(Point annotation dataset rows)
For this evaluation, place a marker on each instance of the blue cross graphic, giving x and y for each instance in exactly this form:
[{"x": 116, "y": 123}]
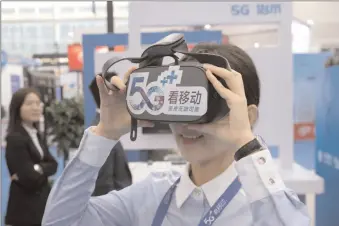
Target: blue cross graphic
[
  {"x": 172, "y": 77},
  {"x": 163, "y": 82}
]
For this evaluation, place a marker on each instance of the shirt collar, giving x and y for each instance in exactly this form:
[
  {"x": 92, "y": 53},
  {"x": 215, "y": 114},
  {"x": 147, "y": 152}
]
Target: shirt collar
[{"x": 212, "y": 189}]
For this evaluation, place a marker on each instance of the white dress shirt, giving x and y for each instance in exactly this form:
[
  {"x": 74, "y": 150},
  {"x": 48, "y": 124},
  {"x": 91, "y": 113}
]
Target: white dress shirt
[
  {"x": 33, "y": 133},
  {"x": 263, "y": 200}
]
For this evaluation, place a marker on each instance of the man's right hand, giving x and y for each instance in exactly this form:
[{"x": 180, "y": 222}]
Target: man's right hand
[{"x": 115, "y": 120}]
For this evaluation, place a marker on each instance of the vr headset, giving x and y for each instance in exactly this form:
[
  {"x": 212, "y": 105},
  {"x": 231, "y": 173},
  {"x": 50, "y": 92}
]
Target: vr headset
[{"x": 176, "y": 93}]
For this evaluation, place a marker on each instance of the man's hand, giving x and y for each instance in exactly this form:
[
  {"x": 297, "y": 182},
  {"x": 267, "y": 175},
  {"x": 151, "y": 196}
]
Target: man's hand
[{"x": 235, "y": 128}]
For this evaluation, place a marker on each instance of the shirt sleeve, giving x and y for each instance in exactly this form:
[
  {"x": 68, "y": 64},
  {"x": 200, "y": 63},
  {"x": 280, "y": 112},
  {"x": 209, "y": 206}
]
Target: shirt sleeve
[
  {"x": 271, "y": 202},
  {"x": 70, "y": 201}
]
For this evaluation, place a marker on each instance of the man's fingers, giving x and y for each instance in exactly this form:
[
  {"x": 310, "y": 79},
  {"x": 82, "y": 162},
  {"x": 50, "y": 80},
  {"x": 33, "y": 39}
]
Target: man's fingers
[
  {"x": 232, "y": 78},
  {"x": 225, "y": 93},
  {"x": 203, "y": 128},
  {"x": 128, "y": 73},
  {"x": 142, "y": 123}
]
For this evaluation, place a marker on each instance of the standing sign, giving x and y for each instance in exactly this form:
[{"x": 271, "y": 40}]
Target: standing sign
[
  {"x": 327, "y": 151},
  {"x": 308, "y": 71}
]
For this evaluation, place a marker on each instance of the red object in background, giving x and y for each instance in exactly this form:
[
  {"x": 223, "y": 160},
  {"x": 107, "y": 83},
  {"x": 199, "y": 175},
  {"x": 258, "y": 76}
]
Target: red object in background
[
  {"x": 75, "y": 61},
  {"x": 225, "y": 39},
  {"x": 304, "y": 131}
]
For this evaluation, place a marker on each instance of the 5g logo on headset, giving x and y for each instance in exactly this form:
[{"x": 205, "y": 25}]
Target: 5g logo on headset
[{"x": 142, "y": 97}]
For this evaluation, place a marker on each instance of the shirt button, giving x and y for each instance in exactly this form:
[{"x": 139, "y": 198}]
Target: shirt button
[{"x": 197, "y": 192}]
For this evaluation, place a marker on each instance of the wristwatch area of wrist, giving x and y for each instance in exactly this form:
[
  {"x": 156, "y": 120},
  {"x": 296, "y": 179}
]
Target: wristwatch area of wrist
[{"x": 255, "y": 145}]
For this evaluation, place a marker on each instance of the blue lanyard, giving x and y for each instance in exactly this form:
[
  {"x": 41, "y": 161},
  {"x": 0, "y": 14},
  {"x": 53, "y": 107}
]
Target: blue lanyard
[{"x": 212, "y": 214}]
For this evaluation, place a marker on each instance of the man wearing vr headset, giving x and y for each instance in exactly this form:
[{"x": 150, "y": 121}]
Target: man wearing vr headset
[{"x": 231, "y": 178}]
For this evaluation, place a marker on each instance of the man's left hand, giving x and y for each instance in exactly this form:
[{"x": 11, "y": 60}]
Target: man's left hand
[{"x": 235, "y": 128}]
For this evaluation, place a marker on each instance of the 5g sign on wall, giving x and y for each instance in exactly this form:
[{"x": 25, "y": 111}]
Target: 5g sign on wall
[{"x": 259, "y": 9}]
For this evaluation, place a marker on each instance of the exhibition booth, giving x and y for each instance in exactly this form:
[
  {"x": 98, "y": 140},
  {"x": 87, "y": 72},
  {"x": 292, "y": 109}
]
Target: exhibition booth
[{"x": 274, "y": 64}]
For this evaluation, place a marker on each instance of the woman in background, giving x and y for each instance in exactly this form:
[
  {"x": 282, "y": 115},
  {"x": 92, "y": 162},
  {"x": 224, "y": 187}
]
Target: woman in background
[{"x": 28, "y": 159}]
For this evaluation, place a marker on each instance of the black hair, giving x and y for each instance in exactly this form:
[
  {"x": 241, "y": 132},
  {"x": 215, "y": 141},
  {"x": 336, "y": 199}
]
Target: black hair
[
  {"x": 239, "y": 61},
  {"x": 17, "y": 101}
]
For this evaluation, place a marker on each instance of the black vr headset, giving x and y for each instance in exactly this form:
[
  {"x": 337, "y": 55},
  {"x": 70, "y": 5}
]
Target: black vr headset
[{"x": 176, "y": 93}]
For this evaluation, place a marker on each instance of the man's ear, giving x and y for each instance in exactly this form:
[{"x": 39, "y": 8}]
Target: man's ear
[{"x": 252, "y": 114}]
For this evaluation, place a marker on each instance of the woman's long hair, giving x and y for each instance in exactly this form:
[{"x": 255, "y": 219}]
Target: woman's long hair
[{"x": 17, "y": 101}]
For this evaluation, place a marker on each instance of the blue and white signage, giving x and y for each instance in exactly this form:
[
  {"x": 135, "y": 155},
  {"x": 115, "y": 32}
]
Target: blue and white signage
[{"x": 260, "y": 9}]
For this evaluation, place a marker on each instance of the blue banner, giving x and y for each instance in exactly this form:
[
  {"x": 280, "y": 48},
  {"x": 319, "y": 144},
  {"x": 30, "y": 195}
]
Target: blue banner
[{"x": 327, "y": 151}]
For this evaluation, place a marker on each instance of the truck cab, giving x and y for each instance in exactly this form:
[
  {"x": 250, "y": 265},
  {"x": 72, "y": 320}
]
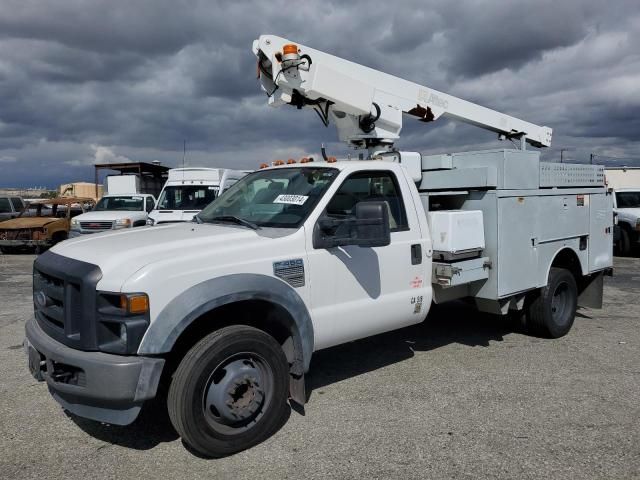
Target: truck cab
[
  {"x": 10, "y": 207},
  {"x": 189, "y": 190}
]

#### [BRIEF]
Reproduce each of the rows above verbatim, keeping every line unchanged. Leave out the pictures.

#### [FINISHED EXERCISE]
For this evaluation, place a marker on each instance of the blue cross graphic, giving x and y for each instance in exactly this form:
[{"x": 116, "y": 123}]
Target: blue cross graphic
[
  {"x": 172, "y": 77},
  {"x": 163, "y": 82}
]
For this evaluation, place a marker on each instance of the shirt collar, giving x and y for each instance in exactly this form:
[
  {"x": 92, "y": 53},
  {"x": 215, "y": 114},
  {"x": 147, "y": 152}
]
Target: shirt collar
[{"x": 212, "y": 189}]
For this evaluation, place a marker on each instance of the white dress shirt, giving x and y for each instance in exactly this form:
[
  {"x": 74, "y": 150},
  {"x": 48, "y": 124},
  {"x": 91, "y": 113}
]
Target: white dress shirt
[
  {"x": 33, "y": 133},
  {"x": 263, "y": 200}
]
For this evaluation, place a marker on each instance of the man's right hand, giving x and y for each instance in exactly this form:
[{"x": 180, "y": 222}]
Target: man's right hand
[{"x": 115, "y": 120}]
For this evaluation, place a marker on each instance of the vr headset, giving x and y for each instance in exactly this form:
[
  {"x": 212, "y": 105},
  {"x": 231, "y": 173},
  {"x": 50, "y": 92}
]
Target: vr headset
[{"x": 176, "y": 93}]
For this evaluation, place a marker on each instance of the man's hand, giving x and y for each instance in exactly this form:
[
  {"x": 297, "y": 182},
  {"x": 267, "y": 175},
  {"x": 151, "y": 196}
]
Target: man's hand
[{"x": 235, "y": 128}]
For this evaluation, place a marker on each instance of the shirt sleeve, giving x and y for each instance in exactly this form:
[
  {"x": 68, "y": 64},
  {"x": 200, "y": 63},
  {"x": 280, "y": 112},
  {"x": 209, "y": 206}
]
Target: shirt sleeve
[
  {"x": 271, "y": 202},
  {"x": 70, "y": 201}
]
For this evaluation, place a marker on each instance of the man's fingers, giving x and y for each instance in exactly this form:
[
  {"x": 310, "y": 79},
  {"x": 82, "y": 162},
  {"x": 50, "y": 80},
  {"x": 33, "y": 39}
]
Target: man's fingers
[
  {"x": 232, "y": 78},
  {"x": 225, "y": 93},
  {"x": 203, "y": 128},
  {"x": 128, "y": 73},
  {"x": 142, "y": 123}
]
For this evaluation, place a marker on each instance of the standing sign, giving x and y for each instance in exactly this form:
[{"x": 271, "y": 40}]
Target: standing sign
[
  {"x": 327, "y": 151},
  {"x": 308, "y": 71}
]
For this evaluation, place a marker on each instance of the red object in background, giving x and y for each instance in exactly this form:
[
  {"x": 223, "y": 160},
  {"x": 107, "y": 83},
  {"x": 199, "y": 175},
  {"x": 258, "y": 76}
]
Target: red object in background
[
  {"x": 75, "y": 61},
  {"x": 225, "y": 39},
  {"x": 304, "y": 131}
]
For this evaluation, place a marker on each instance of the 5g logo on headset, giving x and y for each instance in exactly this form:
[{"x": 205, "y": 25}]
Target: 5g logo on headset
[{"x": 142, "y": 97}]
For this evaluation, place a marker on each instance of the shirt button, giving x and y for each instance in exactly this form:
[{"x": 139, "y": 198}]
Target: shirt button
[{"x": 197, "y": 192}]
For this evaluation, place a marker on each instance of the wristwatch area of wrist, giving x and y for each instance in exactly this form:
[
  {"x": 156, "y": 120},
  {"x": 296, "y": 179}
]
Target: wristwatch area of wrist
[{"x": 255, "y": 145}]
For this evaluation, place a marker on each instance of the blue lanyard, giving x and y for each instance in exactly this form:
[
  {"x": 41, "y": 161},
  {"x": 0, "y": 14},
  {"x": 53, "y": 107}
]
Target: blue lanyard
[{"x": 212, "y": 214}]
For this evaluation, place a marker on each instance of the man wearing vr headset, giving x and y for each instance in exactly this form:
[{"x": 150, "y": 121}]
Target: man wearing vr headset
[{"x": 231, "y": 178}]
For this evaluation, place a marker on each instance of the man's left hand, giving x and y for each instance in exactly this form:
[{"x": 11, "y": 60}]
Target: man's left hand
[{"x": 235, "y": 128}]
For this evaluation, place a marker on each instance of the 5g sign on wall, giving x and y for each instance in exactly this form:
[{"x": 25, "y": 111}]
Target: 5g sign on wall
[{"x": 259, "y": 9}]
For this evaluation, place a marker on each instance of the exhibition booth, giving x and y for each instance in exactly this form:
[
  {"x": 98, "y": 140},
  {"x": 87, "y": 72},
  {"x": 292, "y": 109}
]
Target: exhibition booth
[{"x": 274, "y": 64}]
For this evaluation, place a marker on each instance of the woman in background, giving x and y for each instance in exactly this form:
[
  {"x": 282, "y": 115},
  {"x": 92, "y": 162},
  {"x": 224, "y": 187}
]
Target: woman in background
[{"x": 28, "y": 159}]
For this evaluation, place a marker on each instance of the black hair, giving x and y for each instance in exactly this form:
[
  {"x": 241, "y": 132},
  {"x": 215, "y": 141},
  {"x": 336, "y": 199}
]
Target: black hair
[
  {"x": 239, "y": 61},
  {"x": 17, "y": 101}
]
For this evaluation, place a marker on each instance of the black vr headset, giving x and y for each instance in exactly this form:
[
  {"x": 337, "y": 55},
  {"x": 70, "y": 5}
]
Target: black vr headset
[{"x": 176, "y": 93}]
For this evaluation, place a marker on each instance of the man's ear, giving x and y for each instance in exactly this form:
[{"x": 39, "y": 8}]
Target: man's ear
[{"x": 252, "y": 114}]
For this evaluation, place a marker on each instance of the woman's long hair, giving x and y for each instance in exactly this form:
[{"x": 255, "y": 219}]
Target: woman's long hair
[{"x": 17, "y": 101}]
For this evaluation, place a marker on each instance of the blue and white signage, giving x and y for each instance in exactly this form:
[
  {"x": 135, "y": 155},
  {"x": 115, "y": 32}
]
Target: blue and white signage
[{"x": 260, "y": 9}]
For this evaluation, place a marker on each instance of the blue banner, giving x and y for each instance in exactly this form:
[
  {"x": 280, "y": 48},
  {"x": 319, "y": 144},
  {"x": 30, "y": 195}
]
Target: blue banner
[{"x": 327, "y": 151}]
For this evaluation, place a marker on each instance of the truck cab, giving x and y for each instance in exactly this form:
[
  {"x": 250, "y": 265},
  {"x": 72, "y": 320}
]
Target: truck cab
[
  {"x": 10, "y": 207},
  {"x": 189, "y": 190}
]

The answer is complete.